TEXT SEGMENT:
============
Self-reliant yet dependent?

 

no identity woman

Where’s my identity?

I was bored, so I decided to write something.  The problem is that I am not a good writer. My husband is,  but he doesn’t write these days, he says he needs to be in a ‘Zone’ to write.

 

I am not so sure I know what a ‘Zone’ is. Nevertheless, I decided to write.

 

 I have been hearing a lot about ‘empowering of women’ in the Indian media these days thanks to Rahul Gandhi (for those who don’t know him, please look him up on Google, there is a lot of info on his pedigree and his leadership). Politics is not my area of interest (that makes me wonder what my area of interest is but I’ll leave that for later), I am not going to write about it – what I am going to write about is a story.  A story of a hard working woman.
============
DATA SECTION:
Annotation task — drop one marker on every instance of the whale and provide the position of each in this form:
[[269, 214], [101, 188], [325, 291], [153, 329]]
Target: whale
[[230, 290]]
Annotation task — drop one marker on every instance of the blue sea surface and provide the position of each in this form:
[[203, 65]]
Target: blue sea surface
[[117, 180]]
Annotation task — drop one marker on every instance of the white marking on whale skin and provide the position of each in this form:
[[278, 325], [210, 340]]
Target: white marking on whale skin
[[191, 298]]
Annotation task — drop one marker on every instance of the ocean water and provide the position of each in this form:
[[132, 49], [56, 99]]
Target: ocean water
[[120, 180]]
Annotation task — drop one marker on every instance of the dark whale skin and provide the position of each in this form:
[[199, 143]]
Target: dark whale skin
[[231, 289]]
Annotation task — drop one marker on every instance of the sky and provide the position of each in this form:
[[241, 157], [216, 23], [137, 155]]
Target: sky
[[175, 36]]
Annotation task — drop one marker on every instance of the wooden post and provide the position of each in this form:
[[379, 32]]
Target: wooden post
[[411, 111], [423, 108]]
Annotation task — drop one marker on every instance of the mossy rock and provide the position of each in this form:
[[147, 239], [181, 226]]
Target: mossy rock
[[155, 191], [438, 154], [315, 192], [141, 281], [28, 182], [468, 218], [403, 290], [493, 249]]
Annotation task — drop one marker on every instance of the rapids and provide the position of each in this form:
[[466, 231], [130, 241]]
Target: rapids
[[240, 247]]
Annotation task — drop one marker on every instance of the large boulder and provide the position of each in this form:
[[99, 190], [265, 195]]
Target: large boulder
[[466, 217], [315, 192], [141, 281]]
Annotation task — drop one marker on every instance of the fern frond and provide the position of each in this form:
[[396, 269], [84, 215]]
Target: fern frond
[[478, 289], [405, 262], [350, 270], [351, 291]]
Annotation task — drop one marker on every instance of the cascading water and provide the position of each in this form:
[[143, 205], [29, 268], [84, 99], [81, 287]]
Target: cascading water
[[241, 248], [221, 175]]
============
AIM OF THE EXERCISE: Continue the personal essay "Self-reliant yet dependent?" from its final sentence above, telling the story of the hard-working woman it introduces.

WRITTEN RESPONSE:
Mary is in her forties, she has two children, a boy in the cusp of adulthood who doesn’t want to complete his studies and prefers doing odd jobs instead, a girl studying in secondary school who wants to be a nun. Her husband was partially paralyzed a few years ago leaving Mary to be the sole breadwinner of the family. During the years that he was active, it wasn’t that he was of any use to his family, he ended up spending all his money drinking or on his ‘other’ woman. It was quite common for him to hurl abuses at Mary and ill-treat her.  Mary struggled to make ends meet for her children.  She did lots of jobs and started tailoring to support the family.  It was then someone suggested that she take up a job abroad so that she could make more money to support her family.  She thought it was a good idea, she moved to live with a family to take care of their children, she did this for two years. Fate bought Mary to me, I was looking for someone to help me take care of my baby and she was looking for work too and she moved in with us.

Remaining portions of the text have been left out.